WHAT THE TASK REQUIRES:
Gather every line in the records below that contains the word "distant", and copy each one in full.

RECORD EXTRACTS:
▬▬▬

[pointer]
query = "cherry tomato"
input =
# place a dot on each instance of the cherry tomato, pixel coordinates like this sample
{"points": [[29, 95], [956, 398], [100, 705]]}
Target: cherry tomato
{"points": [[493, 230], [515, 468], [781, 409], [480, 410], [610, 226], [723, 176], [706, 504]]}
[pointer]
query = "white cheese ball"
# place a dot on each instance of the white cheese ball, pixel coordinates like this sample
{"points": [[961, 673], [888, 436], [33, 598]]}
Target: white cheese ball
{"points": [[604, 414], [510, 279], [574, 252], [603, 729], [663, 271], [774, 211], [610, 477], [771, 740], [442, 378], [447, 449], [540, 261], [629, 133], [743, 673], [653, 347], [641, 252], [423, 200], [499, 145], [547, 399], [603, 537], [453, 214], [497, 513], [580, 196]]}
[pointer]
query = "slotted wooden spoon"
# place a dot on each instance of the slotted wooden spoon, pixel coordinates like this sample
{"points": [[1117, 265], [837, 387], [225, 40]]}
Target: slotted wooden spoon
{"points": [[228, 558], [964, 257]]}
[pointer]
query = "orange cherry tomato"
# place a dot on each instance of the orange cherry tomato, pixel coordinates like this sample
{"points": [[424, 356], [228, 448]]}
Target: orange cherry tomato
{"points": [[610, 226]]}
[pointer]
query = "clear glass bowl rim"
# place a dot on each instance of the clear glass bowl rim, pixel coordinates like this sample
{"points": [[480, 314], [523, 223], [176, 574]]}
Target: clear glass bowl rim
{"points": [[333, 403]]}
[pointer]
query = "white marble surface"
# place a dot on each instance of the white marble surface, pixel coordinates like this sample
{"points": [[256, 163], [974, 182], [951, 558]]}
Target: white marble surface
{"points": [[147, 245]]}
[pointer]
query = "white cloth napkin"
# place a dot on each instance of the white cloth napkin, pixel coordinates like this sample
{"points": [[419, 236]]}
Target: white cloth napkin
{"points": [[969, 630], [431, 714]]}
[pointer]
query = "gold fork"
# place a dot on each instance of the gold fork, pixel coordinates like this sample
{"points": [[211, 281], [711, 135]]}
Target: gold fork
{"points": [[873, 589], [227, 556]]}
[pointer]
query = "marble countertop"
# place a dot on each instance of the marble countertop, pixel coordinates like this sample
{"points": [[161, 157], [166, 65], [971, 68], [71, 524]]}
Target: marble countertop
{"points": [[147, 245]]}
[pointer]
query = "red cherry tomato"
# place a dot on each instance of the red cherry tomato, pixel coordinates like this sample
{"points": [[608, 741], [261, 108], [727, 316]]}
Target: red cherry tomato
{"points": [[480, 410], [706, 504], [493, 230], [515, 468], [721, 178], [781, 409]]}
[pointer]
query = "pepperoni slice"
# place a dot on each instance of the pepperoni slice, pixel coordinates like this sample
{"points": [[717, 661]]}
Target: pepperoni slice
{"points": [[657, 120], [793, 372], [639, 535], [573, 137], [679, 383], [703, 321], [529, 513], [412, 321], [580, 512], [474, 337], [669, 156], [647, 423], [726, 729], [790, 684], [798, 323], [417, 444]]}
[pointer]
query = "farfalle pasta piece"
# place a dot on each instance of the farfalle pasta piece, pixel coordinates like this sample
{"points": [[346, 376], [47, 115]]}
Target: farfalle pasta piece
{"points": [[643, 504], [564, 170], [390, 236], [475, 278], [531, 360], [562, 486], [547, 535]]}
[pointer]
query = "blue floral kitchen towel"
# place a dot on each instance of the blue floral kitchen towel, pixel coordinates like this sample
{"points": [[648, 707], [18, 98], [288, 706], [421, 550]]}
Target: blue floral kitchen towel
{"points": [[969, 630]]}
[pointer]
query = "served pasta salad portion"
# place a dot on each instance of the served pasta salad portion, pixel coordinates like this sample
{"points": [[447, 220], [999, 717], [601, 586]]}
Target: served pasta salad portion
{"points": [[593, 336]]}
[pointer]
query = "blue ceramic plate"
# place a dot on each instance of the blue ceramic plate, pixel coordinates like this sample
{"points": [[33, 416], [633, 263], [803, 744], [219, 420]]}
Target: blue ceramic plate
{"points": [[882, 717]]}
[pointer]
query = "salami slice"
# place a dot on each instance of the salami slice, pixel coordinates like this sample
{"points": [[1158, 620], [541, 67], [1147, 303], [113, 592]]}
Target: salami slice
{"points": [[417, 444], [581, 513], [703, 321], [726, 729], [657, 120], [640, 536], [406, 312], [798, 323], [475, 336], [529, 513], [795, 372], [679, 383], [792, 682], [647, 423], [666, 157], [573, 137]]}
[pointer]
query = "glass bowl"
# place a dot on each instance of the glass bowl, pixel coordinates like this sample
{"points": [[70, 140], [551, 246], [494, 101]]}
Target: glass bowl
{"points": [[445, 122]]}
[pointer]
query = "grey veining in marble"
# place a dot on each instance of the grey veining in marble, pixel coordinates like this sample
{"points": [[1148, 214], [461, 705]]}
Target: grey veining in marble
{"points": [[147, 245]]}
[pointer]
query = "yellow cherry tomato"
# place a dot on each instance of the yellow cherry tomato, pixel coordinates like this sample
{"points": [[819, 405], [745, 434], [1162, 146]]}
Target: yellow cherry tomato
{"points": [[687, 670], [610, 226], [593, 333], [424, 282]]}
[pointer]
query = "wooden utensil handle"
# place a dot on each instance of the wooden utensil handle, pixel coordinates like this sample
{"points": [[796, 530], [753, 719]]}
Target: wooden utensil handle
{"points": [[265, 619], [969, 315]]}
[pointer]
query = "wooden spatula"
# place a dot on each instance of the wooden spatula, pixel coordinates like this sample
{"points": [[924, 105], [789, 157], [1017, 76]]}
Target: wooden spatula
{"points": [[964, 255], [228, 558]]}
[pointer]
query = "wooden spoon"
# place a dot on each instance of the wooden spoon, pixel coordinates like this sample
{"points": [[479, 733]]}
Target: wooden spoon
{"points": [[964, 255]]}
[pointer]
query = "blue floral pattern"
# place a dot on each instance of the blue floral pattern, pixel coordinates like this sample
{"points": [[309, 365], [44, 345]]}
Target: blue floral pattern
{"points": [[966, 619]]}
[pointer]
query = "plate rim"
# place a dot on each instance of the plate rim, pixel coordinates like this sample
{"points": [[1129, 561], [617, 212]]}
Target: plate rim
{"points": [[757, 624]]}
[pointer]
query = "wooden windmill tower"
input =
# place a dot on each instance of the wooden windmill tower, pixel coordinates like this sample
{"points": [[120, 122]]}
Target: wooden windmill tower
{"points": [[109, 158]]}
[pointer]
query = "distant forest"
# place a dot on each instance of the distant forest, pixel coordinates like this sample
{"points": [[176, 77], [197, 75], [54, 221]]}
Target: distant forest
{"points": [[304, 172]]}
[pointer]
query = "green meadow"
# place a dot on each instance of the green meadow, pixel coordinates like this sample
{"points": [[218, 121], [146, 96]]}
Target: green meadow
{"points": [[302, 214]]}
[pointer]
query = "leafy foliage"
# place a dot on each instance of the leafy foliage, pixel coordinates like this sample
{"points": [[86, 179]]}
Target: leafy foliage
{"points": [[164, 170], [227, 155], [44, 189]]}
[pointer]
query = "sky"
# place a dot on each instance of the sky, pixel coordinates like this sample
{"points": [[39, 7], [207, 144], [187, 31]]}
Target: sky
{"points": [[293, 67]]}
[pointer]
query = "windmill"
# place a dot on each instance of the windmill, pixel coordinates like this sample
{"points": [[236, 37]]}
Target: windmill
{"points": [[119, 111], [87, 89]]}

▬▬▬

FINAL ANSWER:
query = "distant forest"
# place a dot on each instance of the distant forest, pixel coordinates like this sample
Target: distant forest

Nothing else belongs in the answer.